• [PASSAGE SHOWN]
▽

A local guide with a rhododendron in bloom in the Cromwell mountains of Papua New Guinea.
A local guide with a rhododendron in bloom in the Cromwell mountains of Papua New Guinea. Photograph: William J Baker/RBG Kew

Many suspected that New Guinea would prove to have the highest diversity, but botanical exploration on the island remains limited. Unlike Madagascar – which has had a species checklist since 2008 – the island had never been systematically surveyed and previous estimates suggested it could have anything between 9,000 to 25,000 species.

In total researchers found 13,634 species of plants divided into 1,742 genera and 264 families. “I was just pleased that we could nail a number. This is not the end, this is a first step,” said Cámara-Leret, who is encouraging researchers from around the world to build on this dataset, which will be vital for International Union for Conservation of Nature (IUCN) Red List assessments.

New Guinea has fascinated explorers and botanists for centuries. In 1700 Englishman William Dampier brought back the earliest scientific specimens from the region, which inspired decades of European exploration. In 1770, Joseph Banks, who was on Captain’s Cook’s voyage, collected a sedge – one of the earliest known samples to be included in the study. The taxonomy of the region slowly built up, with plants being collected and taken to different institutions around the world.

However, inland areas remained inaccessible until after the second world war and base camps could only be established with the use of aircraft. These mountainous regions proved to be the most diverse and in the past 50 years, 2,800 new species have been recorded.

Botanists looked through more than 700,000 specimens. Included in the finds were more than 2,800 species of orchid and 3,900 species of tree. “Part of the study’s beauty is its sheer scale and just the huge number of collaborators,” said Cámara-Leret, who started the project in 2018. “There was already a sense of New Guinea community, but it was scattered, and this project kind of brought us all together.”

△

• [DATA SECTION]
▽

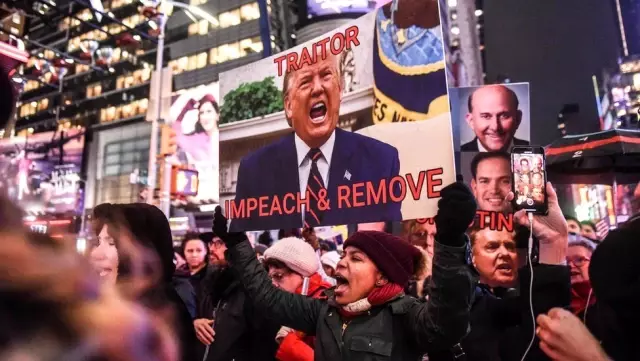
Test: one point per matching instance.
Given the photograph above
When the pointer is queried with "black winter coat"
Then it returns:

△

• [REQUIREMENT 1]
Answer these from the passage on New Guinea's plants.
(a) How many plant species did the researchers find in total?
(b) In what year did William Dampier bring back the earliest scientific specimens from the region?
(c) In what year did Cámara-Leret start the project?
• [REQUIREMENT 2] Write out the part of the passage on New Guinea's plants that begins at the words "New Guinea has" and stops after "around the world.", keeping every word the same.

• [RESPONSE BOX 1]
(a) 13,634
(b) 1700
(c) 2018

• [RESPONSE BOX 2]
New Guinea has fascinated explorers and botanists for centuries. In 1700 Englishman William Dampier brought back the earliest scientific specimens from the region, which inspired decades of European exploration. In 1770, Joseph Banks, who was on Captain’s Cook’s voyage, collected a sedge – one of the earliest known samples to be included in the study. The taxonomy of the region slowly built up, with plants being collected and taken to different institutions around the world.